+++ GIVEN RECORDS
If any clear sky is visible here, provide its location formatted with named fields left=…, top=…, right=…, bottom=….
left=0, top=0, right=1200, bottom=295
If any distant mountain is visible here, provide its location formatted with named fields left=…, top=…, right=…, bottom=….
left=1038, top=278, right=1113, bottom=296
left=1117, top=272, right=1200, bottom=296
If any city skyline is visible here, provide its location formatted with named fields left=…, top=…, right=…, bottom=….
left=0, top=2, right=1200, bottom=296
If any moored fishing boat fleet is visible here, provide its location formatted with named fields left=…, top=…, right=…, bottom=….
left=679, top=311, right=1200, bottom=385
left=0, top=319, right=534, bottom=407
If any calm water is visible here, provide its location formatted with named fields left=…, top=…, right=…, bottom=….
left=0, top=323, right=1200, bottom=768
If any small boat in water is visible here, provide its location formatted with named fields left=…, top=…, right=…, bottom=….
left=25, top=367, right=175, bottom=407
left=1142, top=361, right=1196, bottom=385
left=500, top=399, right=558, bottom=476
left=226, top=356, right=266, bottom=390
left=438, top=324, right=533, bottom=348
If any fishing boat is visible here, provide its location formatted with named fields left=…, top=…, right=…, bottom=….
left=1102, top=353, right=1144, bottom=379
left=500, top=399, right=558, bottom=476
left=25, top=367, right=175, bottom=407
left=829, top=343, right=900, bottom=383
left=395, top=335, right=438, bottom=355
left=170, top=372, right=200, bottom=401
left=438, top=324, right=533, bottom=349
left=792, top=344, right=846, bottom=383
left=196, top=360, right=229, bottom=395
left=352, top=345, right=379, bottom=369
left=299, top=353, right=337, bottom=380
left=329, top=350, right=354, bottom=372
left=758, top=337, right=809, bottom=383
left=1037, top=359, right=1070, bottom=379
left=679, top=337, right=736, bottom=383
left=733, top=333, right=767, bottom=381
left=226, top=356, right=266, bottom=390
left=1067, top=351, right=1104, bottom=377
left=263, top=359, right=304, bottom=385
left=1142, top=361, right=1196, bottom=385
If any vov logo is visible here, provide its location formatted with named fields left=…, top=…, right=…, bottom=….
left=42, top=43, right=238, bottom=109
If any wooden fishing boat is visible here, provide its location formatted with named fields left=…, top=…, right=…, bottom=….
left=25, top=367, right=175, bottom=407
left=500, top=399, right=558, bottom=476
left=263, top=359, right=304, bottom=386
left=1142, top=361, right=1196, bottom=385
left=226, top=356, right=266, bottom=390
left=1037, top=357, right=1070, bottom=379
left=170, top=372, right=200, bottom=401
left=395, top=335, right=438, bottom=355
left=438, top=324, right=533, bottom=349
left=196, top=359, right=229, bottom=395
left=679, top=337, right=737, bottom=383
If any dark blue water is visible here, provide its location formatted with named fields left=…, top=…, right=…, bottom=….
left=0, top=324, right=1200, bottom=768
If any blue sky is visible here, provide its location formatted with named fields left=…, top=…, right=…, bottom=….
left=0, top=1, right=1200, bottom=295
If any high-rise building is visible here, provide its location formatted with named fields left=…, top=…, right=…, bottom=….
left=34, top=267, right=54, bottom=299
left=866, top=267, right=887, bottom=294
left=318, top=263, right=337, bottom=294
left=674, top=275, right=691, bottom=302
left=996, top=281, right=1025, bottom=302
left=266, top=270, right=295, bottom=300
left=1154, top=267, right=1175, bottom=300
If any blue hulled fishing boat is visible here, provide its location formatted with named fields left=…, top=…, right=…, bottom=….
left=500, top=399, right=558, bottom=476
++++++
### WHAT YOU SHOULD DO
Update the part of the records that opens with the line containing "If any fishing" and closes with the line containing "left=42, top=43, right=238, bottom=109" by putting "shown" wherever "visible" appears, with nothing else changed. Return only that part.

### TASK ANSWER
If any fishing boat is shown here, provide its location formatted with named fields left=…, top=…, right=…, bottom=….
left=1102, top=353, right=1144, bottom=379
left=500, top=399, right=558, bottom=476
left=25, top=367, right=175, bottom=407
left=829, top=343, right=900, bottom=383
left=395, top=335, right=438, bottom=355
left=170, top=372, right=200, bottom=401
left=438, top=324, right=533, bottom=349
left=792, top=344, right=846, bottom=383
left=196, top=360, right=229, bottom=395
left=352, top=345, right=379, bottom=369
left=299, top=353, right=337, bottom=380
left=329, top=350, right=354, bottom=372
left=758, top=337, right=809, bottom=383
left=1037, top=359, right=1070, bottom=379
left=679, top=337, right=736, bottom=383
left=733, top=333, right=767, bottom=381
left=226, top=356, right=266, bottom=390
left=1067, top=351, right=1104, bottom=377
left=263, top=359, right=304, bottom=385
left=1142, top=361, right=1196, bottom=385
If any vov logo is shown here, provide its location formatted with named fields left=…, top=…, right=…, bottom=….
left=42, top=43, right=238, bottom=109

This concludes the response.